- **TASK MATERIAL**

========================================================================

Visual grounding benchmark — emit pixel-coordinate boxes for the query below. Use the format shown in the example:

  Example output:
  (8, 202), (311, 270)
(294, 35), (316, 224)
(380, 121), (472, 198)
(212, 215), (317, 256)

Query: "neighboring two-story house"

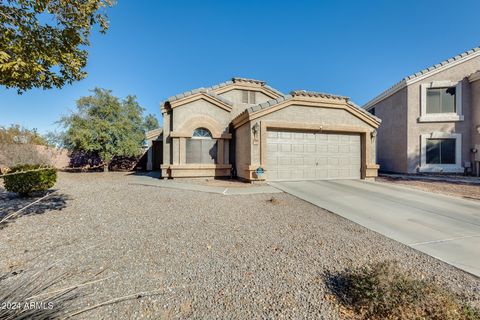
(157, 77), (381, 182)
(364, 47), (480, 175)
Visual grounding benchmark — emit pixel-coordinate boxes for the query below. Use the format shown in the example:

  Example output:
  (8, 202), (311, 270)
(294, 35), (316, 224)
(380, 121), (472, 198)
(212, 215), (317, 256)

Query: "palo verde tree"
(0, 0), (114, 92)
(59, 88), (151, 171)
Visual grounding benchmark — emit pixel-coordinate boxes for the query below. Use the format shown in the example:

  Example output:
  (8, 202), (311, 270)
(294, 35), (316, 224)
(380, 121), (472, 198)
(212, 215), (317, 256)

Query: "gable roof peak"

========================================================================

- **INSTRUCTIONS TO FOLLOW**
The entries are to be restated word for word, and no picture should appear in the copy.

- **COMPLETED EXERCISE**
Visual grounding benchmark — emit pixel-coordinate boxes for the query below. Use the format shown in the example:

  Example output:
  (8, 202), (311, 270)
(294, 35), (316, 224)
(380, 121), (472, 198)
(212, 215), (317, 256)

Query: "neighboring two-story house"

(157, 77), (381, 182)
(364, 47), (480, 175)
Visual grounding benchmark — emit pixel-coordinate boxes for the query below. Use the format shown in the example:

  Example output:
  (8, 202), (311, 270)
(294, 35), (316, 224)
(380, 121), (472, 198)
(212, 215), (317, 256)

Query: "palo verde tree"
(0, 0), (114, 92)
(59, 88), (151, 171)
Visual grounding benchmark — emit pixel-coordinate boxes for the query below. Use the format shown in the example:

  Example output:
  (8, 202), (311, 270)
(294, 35), (316, 224)
(380, 121), (472, 198)
(212, 215), (317, 256)

Query: "gable roof peak"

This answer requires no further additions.